## Dataset entries

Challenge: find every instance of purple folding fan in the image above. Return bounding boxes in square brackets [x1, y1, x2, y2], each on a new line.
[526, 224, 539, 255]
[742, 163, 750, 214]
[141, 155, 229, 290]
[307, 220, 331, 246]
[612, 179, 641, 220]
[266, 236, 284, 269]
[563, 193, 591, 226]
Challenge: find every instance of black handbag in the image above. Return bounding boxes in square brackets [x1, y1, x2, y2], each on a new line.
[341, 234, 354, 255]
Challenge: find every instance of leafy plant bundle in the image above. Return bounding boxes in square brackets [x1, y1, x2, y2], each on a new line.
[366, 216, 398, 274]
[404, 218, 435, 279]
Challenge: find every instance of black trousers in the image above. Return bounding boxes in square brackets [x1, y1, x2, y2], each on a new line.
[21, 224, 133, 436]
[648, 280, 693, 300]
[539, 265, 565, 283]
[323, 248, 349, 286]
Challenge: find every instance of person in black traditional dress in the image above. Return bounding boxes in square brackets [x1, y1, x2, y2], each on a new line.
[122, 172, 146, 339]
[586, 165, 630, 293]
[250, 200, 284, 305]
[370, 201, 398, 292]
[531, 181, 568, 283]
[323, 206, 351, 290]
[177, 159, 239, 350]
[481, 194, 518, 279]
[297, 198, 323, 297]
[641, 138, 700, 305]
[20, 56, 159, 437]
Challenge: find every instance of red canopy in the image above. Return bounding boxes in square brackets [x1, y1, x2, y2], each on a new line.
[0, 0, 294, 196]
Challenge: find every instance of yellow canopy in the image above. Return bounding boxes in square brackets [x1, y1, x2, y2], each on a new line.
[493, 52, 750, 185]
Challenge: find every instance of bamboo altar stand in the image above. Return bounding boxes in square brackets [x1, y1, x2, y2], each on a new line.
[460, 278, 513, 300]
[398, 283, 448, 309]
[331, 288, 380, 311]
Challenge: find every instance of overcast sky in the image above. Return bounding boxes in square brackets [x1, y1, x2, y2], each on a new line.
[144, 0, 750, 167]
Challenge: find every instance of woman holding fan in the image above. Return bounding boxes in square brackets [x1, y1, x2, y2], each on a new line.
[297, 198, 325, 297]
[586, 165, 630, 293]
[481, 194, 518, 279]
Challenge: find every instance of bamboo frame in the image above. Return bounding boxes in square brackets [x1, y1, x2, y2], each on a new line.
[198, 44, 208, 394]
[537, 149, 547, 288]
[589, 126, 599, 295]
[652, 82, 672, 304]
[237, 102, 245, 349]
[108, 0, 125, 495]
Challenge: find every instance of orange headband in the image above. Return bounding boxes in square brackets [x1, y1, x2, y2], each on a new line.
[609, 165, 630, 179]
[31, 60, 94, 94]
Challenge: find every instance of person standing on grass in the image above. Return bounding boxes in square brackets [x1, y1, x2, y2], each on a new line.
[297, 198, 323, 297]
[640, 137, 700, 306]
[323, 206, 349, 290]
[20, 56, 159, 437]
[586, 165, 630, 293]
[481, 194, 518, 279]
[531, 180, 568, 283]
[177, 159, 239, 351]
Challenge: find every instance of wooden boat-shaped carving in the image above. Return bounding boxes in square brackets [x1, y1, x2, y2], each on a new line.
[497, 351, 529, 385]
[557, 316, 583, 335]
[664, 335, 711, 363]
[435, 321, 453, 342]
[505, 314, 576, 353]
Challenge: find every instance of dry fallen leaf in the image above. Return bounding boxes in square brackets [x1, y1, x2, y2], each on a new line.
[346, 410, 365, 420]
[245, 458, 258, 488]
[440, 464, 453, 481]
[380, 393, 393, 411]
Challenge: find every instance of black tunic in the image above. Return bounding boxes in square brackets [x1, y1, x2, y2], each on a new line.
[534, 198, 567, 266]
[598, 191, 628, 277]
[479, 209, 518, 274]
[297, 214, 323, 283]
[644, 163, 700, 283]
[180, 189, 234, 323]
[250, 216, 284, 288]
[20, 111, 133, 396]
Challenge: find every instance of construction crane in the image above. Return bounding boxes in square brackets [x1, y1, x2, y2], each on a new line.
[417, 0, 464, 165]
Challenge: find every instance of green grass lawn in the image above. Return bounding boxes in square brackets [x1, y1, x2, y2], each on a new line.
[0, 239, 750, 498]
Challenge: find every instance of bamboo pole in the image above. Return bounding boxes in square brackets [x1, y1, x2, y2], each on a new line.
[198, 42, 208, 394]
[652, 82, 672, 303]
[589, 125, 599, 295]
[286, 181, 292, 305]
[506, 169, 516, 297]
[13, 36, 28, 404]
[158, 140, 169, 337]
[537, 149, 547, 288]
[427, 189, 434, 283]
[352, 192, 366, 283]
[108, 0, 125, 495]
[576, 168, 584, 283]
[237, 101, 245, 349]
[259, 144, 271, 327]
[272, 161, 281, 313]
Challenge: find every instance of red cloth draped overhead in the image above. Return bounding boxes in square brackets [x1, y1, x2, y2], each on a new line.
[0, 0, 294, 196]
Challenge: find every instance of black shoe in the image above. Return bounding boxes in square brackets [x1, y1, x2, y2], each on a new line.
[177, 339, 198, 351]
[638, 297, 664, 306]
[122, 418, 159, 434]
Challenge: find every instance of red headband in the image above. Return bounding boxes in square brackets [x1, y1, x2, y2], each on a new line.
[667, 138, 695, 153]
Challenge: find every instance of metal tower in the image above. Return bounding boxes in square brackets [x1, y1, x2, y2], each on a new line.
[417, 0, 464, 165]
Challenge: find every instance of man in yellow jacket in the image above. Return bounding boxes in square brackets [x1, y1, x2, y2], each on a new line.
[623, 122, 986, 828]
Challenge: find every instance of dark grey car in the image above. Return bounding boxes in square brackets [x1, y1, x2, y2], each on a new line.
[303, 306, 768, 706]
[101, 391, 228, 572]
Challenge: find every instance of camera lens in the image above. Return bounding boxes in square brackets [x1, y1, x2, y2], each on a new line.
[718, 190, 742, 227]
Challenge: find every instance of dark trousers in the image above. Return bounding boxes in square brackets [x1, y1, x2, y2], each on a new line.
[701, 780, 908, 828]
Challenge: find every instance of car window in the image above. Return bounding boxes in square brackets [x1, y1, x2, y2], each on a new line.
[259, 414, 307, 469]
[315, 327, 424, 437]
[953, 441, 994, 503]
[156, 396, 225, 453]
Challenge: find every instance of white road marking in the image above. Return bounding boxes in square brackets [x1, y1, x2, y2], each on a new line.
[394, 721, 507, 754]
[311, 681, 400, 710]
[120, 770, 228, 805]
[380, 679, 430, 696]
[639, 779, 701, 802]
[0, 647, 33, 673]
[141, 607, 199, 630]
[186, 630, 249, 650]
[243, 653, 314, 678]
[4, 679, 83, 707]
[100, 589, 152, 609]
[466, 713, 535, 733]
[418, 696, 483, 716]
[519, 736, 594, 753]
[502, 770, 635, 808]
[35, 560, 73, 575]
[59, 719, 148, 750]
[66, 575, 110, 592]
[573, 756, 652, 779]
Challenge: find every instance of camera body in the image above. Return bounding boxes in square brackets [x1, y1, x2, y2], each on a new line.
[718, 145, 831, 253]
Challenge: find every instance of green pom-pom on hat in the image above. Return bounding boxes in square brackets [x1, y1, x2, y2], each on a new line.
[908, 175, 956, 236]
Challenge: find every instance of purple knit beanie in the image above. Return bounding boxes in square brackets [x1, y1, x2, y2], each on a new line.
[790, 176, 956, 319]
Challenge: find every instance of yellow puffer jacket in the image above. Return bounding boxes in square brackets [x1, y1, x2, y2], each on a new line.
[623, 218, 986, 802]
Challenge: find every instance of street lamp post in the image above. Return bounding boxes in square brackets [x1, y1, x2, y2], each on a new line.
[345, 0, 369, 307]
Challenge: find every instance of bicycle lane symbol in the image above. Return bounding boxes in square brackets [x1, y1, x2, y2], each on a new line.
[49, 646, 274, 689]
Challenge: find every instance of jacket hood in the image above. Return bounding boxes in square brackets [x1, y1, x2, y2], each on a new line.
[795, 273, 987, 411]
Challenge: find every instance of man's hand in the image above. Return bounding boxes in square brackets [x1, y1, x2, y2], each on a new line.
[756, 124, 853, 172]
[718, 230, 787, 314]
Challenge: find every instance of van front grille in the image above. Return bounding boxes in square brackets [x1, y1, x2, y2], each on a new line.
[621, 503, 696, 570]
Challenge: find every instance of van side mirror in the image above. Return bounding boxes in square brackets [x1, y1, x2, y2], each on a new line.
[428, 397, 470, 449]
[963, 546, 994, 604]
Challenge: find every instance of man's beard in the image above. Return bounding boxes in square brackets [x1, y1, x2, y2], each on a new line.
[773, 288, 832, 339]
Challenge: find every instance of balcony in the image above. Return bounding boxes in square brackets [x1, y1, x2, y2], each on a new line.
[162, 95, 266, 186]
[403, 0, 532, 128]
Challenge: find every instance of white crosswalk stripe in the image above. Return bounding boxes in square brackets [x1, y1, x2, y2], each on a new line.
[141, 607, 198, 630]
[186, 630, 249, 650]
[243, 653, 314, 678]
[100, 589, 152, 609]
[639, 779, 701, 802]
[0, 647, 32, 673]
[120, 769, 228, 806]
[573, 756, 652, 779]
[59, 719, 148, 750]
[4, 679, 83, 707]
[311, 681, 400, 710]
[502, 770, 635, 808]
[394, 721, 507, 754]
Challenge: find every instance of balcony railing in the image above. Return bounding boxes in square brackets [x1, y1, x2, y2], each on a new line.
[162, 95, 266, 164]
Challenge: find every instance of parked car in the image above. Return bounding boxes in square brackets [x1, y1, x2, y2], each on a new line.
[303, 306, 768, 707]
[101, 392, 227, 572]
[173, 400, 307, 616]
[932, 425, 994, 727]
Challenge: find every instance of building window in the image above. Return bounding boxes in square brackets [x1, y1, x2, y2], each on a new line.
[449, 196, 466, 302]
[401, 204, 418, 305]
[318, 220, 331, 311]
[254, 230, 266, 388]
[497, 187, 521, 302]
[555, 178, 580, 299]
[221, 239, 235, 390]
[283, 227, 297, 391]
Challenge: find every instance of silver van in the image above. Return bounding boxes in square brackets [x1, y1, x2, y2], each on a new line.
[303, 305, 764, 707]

## Set problem
Express the data from its first line through the line containing "[404, 218, 435, 279]", both included, as a JSON list of strings with one string per line. Omit blank lines and cover nothing past that point.

## Exercise result
[
  "Challenge: find every instance of purple folding fan in the image above. Return bounding boxes in square brackets [x1, y1, x2, y2], each on a new line.",
  "[526, 224, 539, 255]",
  "[742, 163, 750, 214]",
  "[141, 155, 229, 290]",
  "[307, 220, 331, 246]",
  "[612, 179, 641, 220]",
  "[266, 236, 284, 269]",
  "[563, 193, 591, 226]",
  "Challenge: find every instance of black handbag in the image above. Return bounding boxes in square brackets [x1, y1, x2, y2], each on a new line.",
  "[341, 234, 354, 255]",
  "Challenge: find every instance of leafy plant bundle in the image above. Return bounding boxes in square brackets [x1, y1, x2, y2], each on a new line.",
  "[366, 216, 398, 274]",
  "[404, 218, 435, 279]"
]